> [Data records]:
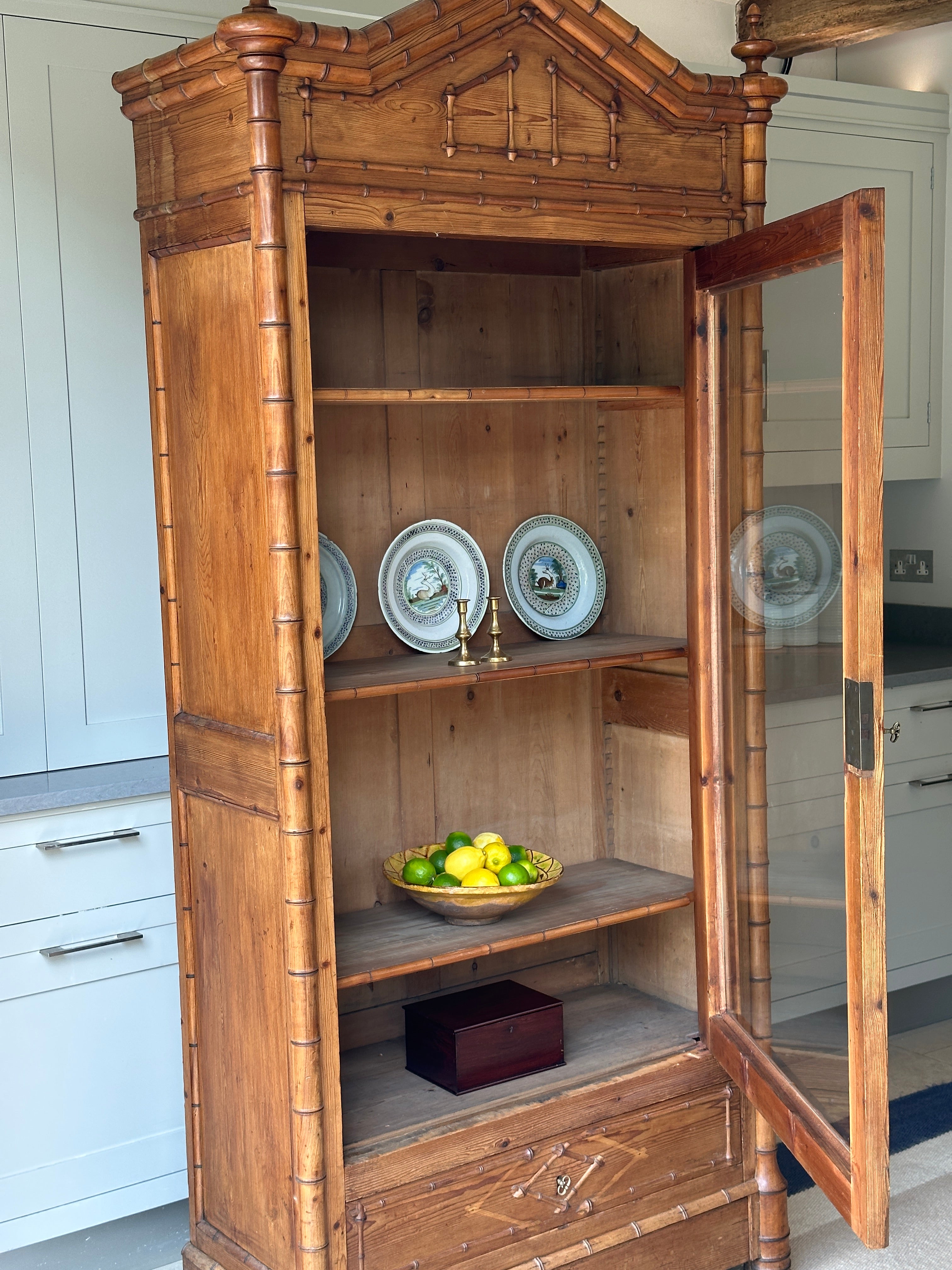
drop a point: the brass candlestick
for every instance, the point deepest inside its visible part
(496, 656)
(464, 636)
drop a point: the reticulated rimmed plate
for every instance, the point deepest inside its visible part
(473, 906)
(786, 567)
(554, 577)
(338, 595)
(424, 572)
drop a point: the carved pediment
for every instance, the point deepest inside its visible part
(511, 111)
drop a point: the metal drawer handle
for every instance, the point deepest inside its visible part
(115, 835)
(84, 945)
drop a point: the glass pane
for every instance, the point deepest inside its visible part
(786, 573)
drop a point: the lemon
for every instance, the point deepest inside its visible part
(480, 878)
(483, 840)
(464, 860)
(497, 856)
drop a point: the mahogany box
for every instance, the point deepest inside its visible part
(482, 1037)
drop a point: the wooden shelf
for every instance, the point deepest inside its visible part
(667, 394)
(419, 672)
(609, 1030)
(403, 939)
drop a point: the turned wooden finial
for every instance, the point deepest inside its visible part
(753, 50)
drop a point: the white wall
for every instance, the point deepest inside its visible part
(696, 31)
(917, 513)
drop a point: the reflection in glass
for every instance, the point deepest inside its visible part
(786, 582)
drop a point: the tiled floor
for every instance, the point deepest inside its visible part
(151, 1241)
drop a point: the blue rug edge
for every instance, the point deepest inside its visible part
(913, 1119)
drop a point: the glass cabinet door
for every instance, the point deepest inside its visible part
(786, 642)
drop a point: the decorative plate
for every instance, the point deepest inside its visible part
(786, 567)
(473, 906)
(554, 577)
(338, 595)
(424, 572)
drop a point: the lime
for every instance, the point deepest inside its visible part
(418, 873)
(480, 878)
(446, 881)
(497, 856)
(464, 860)
(513, 876)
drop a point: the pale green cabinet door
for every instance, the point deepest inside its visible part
(803, 335)
(87, 398)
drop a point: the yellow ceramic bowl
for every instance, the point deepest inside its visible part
(473, 906)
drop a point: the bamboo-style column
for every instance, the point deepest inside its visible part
(261, 36)
(772, 1188)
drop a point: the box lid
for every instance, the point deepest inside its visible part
(484, 1005)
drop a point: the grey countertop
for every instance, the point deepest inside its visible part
(44, 792)
(792, 675)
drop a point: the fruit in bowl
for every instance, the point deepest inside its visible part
(471, 882)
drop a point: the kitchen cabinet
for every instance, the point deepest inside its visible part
(377, 294)
(81, 641)
(827, 139)
(805, 781)
(97, 1128)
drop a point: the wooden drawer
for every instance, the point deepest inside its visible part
(552, 1192)
(42, 883)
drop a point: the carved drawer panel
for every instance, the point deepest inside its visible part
(554, 1192)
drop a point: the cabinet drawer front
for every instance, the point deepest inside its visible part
(99, 1091)
(552, 1191)
(40, 957)
(37, 883)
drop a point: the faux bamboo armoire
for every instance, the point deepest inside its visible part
(484, 262)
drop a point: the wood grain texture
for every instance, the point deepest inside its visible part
(639, 699)
(218, 492)
(802, 242)
(388, 676)
(489, 1226)
(555, 393)
(239, 983)
(313, 643)
(228, 764)
(403, 939)
(864, 257)
(796, 1121)
(808, 26)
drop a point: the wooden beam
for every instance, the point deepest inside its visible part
(808, 26)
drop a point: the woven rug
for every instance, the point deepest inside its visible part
(921, 1203)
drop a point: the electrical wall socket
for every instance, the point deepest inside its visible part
(910, 566)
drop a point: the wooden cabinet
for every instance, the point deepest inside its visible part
(478, 265)
(81, 648)
(97, 1128)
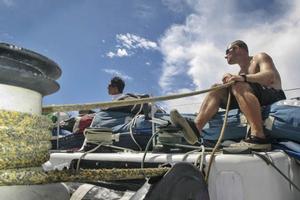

> [Work to complete]: Retype exactly the lines of the data above that fall between the line with "drop a point: the blue rug edge" and the line with "drop a point: the decorative plate", inclusive, and add nothing.

> [Reply to the task]:
drop a point: the blue rug edge
for every instance, the point deepest inside its visible part
(913, 1119)
drop a point: the glass cabinet door
for every instance, the point deepest inside its visible part
(786, 642)
drop a point: the decorative plate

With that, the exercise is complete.